Task item =>
Print word for word the records from the line containing "Point on each instance of the yellow" through the end.

----

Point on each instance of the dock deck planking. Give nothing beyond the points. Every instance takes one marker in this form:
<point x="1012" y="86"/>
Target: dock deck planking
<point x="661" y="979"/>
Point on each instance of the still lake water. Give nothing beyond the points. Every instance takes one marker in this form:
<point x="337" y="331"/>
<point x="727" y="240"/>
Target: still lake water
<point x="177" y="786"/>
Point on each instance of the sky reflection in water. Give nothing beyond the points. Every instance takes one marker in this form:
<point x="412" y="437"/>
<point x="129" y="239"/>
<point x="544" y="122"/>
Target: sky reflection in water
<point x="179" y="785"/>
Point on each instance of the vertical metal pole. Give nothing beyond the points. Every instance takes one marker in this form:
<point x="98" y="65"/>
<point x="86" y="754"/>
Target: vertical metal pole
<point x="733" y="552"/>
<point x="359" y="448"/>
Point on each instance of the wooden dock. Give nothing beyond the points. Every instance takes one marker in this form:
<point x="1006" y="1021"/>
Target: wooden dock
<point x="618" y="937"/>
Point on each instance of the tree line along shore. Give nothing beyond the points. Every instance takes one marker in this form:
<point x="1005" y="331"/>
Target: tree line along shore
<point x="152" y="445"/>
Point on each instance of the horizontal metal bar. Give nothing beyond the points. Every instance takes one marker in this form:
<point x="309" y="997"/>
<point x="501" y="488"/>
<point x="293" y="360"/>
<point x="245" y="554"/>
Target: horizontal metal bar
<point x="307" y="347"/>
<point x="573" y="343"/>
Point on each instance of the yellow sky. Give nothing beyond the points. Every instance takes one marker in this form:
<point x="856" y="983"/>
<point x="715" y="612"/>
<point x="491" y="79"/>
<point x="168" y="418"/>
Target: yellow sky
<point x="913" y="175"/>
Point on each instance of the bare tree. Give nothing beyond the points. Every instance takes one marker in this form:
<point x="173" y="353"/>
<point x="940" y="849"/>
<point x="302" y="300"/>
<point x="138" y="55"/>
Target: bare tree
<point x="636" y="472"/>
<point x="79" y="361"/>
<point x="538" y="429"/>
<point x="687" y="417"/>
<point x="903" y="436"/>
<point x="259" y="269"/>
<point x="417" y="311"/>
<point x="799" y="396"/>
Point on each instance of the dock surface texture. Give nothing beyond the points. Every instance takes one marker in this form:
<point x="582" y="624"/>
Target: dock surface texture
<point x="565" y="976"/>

----

Answer to this problem =>
Point on each instance of the yellow sky. Give nothing beyond the points. Every instance takes one marker in this form:
<point x="856" y="983"/>
<point x="715" y="612"/>
<point x="491" y="79"/>
<point x="168" y="418"/>
Target: yellow sky
<point x="913" y="175"/>
Point on each instance of the bare tree. Give nothing beyond the points. Every instance takes one marker in this form:
<point x="173" y="353"/>
<point x="940" y="849"/>
<point x="302" y="300"/>
<point x="138" y="55"/>
Target: bare tree
<point x="636" y="472"/>
<point x="79" y="361"/>
<point x="538" y="429"/>
<point x="687" y="417"/>
<point x="903" y="436"/>
<point x="259" y="269"/>
<point x="417" y="311"/>
<point x="799" y="396"/>
Point on each instance of the dock surface texture. Give nothing beyond the points. Every instance takes one marker in this form:
<point x="582" y="624"/>
Target: dock surface texture
<point x="565" y="976"/>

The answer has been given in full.